● **SHORT PROBLEM A**
Can you update the records from their opening line through the line containing "(1179, 212)", replacing "innermost point" with "central point" and changing nothing else? Return only that part of the records.

● **DOCUMENT SEGMENT**
..........

HV: relocate SOS kernel before boot modules for SBL

SBL would load multiboot modules to the maximum usable ram below 4GB, in this case the SOS kernel would be failed to load because no room for kernel in the range of end of modules and MEM_4G. So kernel must be relocated to the range of MEM_1M and start of modules, or other appropriate place according to modules layout. Tracked-On: #6162 Signed-off-by: Victor Sun <victor.sun@intel.com>
2025-06-19 04:02:05 +00:00 · 2021-06-07 11:25:18 +08:00 · 2021-06-07 11:25:18 +08:00 · 695e09a194
commit 695e09a194
parent 79bd3f498f
3 changed files with 86 additions and 56 deletions
--- a/hypervisor/boot/boot.c
+++ b/hypervisor/boot/boot.c
@ -14,6 +14,27 @@
 static struct acrn_boot_info acrn_bi = { 0U };
 static char boot_protocol_name[16U] = { 0 };

+/**
+ * @pre (p_start != NULL) && (p_end != NULL)
+ */
+void get_boot_mods_range(uint64_t *p_start, uint64_t *p_end)

..........

● **DATASET RECORDS**

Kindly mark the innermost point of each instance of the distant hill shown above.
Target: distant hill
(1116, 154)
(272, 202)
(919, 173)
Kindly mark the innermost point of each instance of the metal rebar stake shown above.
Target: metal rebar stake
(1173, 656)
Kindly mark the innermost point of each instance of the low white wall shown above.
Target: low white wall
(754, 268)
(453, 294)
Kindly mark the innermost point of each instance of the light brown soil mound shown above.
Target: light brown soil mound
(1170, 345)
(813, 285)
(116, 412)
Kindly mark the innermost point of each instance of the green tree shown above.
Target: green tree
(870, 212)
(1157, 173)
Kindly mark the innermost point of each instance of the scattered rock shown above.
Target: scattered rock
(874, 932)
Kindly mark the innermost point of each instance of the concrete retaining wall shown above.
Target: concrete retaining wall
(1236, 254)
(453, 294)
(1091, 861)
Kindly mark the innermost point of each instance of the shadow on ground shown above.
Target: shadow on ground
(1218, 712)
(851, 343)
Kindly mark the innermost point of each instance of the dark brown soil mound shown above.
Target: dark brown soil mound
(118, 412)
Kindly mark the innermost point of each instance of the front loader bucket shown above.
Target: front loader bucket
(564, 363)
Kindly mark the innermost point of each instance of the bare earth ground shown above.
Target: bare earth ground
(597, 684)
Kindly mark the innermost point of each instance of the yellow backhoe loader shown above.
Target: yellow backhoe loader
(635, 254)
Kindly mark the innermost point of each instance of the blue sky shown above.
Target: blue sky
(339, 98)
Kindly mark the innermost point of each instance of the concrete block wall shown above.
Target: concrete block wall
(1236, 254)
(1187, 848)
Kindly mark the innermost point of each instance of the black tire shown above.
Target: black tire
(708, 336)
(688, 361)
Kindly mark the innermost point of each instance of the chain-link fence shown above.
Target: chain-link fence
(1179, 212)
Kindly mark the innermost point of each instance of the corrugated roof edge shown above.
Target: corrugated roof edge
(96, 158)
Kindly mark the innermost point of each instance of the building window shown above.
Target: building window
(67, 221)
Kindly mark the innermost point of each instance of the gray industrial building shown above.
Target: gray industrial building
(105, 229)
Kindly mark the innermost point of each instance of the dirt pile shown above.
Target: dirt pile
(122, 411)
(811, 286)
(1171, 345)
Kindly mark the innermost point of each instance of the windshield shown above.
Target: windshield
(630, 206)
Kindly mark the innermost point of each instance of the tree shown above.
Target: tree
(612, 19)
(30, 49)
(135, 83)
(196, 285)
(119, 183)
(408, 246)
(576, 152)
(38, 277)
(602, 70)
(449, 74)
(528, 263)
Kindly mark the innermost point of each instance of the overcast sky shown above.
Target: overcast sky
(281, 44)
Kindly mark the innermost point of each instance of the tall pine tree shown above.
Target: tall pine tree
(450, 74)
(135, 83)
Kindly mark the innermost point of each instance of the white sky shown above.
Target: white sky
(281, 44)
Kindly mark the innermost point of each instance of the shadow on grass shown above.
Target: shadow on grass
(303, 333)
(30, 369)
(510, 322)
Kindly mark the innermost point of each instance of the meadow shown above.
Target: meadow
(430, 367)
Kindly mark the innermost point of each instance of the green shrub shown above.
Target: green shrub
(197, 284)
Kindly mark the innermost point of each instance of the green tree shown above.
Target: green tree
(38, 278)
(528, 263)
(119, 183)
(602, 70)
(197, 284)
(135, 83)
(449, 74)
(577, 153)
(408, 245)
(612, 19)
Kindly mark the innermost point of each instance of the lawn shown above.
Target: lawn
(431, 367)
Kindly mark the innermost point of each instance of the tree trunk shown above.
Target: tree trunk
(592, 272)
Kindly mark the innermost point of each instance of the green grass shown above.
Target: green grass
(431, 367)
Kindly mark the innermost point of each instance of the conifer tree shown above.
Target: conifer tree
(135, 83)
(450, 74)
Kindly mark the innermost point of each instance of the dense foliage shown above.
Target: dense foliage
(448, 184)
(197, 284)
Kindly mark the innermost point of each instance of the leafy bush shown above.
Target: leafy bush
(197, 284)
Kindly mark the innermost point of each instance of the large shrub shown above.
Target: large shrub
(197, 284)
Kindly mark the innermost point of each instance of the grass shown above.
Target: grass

..........

● **SHORT PROBLEM B**
Can you reproduce the commit text on relocating the SOS kernel before boot modules in full, character for character?

● **CORRECT OUTPUT A**
Kindly mark the central point of each instance of the distant hill shown above.
Target: distant hill
(1116, 154)
(272, 202)
(919, 173)
Kindly mark the central point of each instance of the metal rebar stake shown above.
Target: metal rebar stake
(1173, 656)
Kindly mark the central point of each instance of the low white wall shown above.
Target: low white wall
(754, 268)
(453, 294)
Kindly mark the central point of each instance of the light brown soil mound shown above.
Target: light brown soil mound
(1170, 345)
(813, 285)
(116, 412)
Kindly mark the central point of each instance of the green tree shown above.
Target: green tree
(870, 212)
(1157, 173)
Kindly mark the central point of each instance of the scattered rock shown above.
Target: scattered rock
(874, 932)
Kindly mark the central point of each instance of the concrete retaining wall shown above.
Target: concrete retaining wall
(1236, 254)
(453, 294)
(1091, 861)
Kindly mark the central point of each instance of the shadow on ground shown above.
Target: shadow on ground
(1218, 712)
(851, 343)
Kindly mark the central point of each instance of the dark brown soil mound shown above.
Target: dark brown soil mound
(118, 412)
Kindly mark the central point of each instance of the front loader bucket shown above.
Target: front loader bucket
(564, 363)
Kindly mark the central point of each instance of the bare earth ground shown above.
Target: bare earth ground
(597, 684)
Kindly mark the central point of each instance of the yellow backhoe loader shown above.
Target: yellow backhoe loader
(635, 254)
Kindly mark the central point of each instance of the blue sky shown above.
Target: blue sky
(339, 98)
Kindly mark the central point of each instance of the concrete block wall shown above.
Target: concrete block wall
(1236, 254)
(1187, 848)
Kindly mark the central point of each instance of the black tire shown above.
Target: black tire
(708, 336)
(688, 361)
Kindly mark the central point of each instance of the chain-link fence shown above.
Target: chain-link fence
(1179, 212)

● **CORRECT OUTPUT B**
HV: relocate SOS kernel before boot modules for SBL

SBL would load multiboot modules to the maximum usable ram below 4GB, in this case the SOS kernel would be failed to load because no room for kernel in the range of end of modules and MEM_4G. So kernel must be relocated to the range of MEM_1M and start of modules, or other appropriate place according to modules layout. Tracked-On: #6162 Signed-off-by: Victor Sun <victor.sun@intel.com>
2025-06-19 04:02:05 +00:00 · 2021-06-07 11:25:18 +08:00 · 2021-06-07 11:25:18 +08:00 · 695e09a194
commit 695e09a194
parent 79bd3f498f
3 changed files with 86 additions and 56 deletions
--- a/hypervisor/boot/boot.c
+++ b/hypervisor/boot/boot.c
@ -14,6 +14,27 @@
 static struct acrn_boot_info acrn_bi = { 0U };
 static char boot_protocol_name[16U] = { 0 };

+/**
+ * @pre (p_start != NULL) && (p_end != NULL)
+ */
+void get_boot_mods_range(uint64_t *p_start, uint64_t *p_end)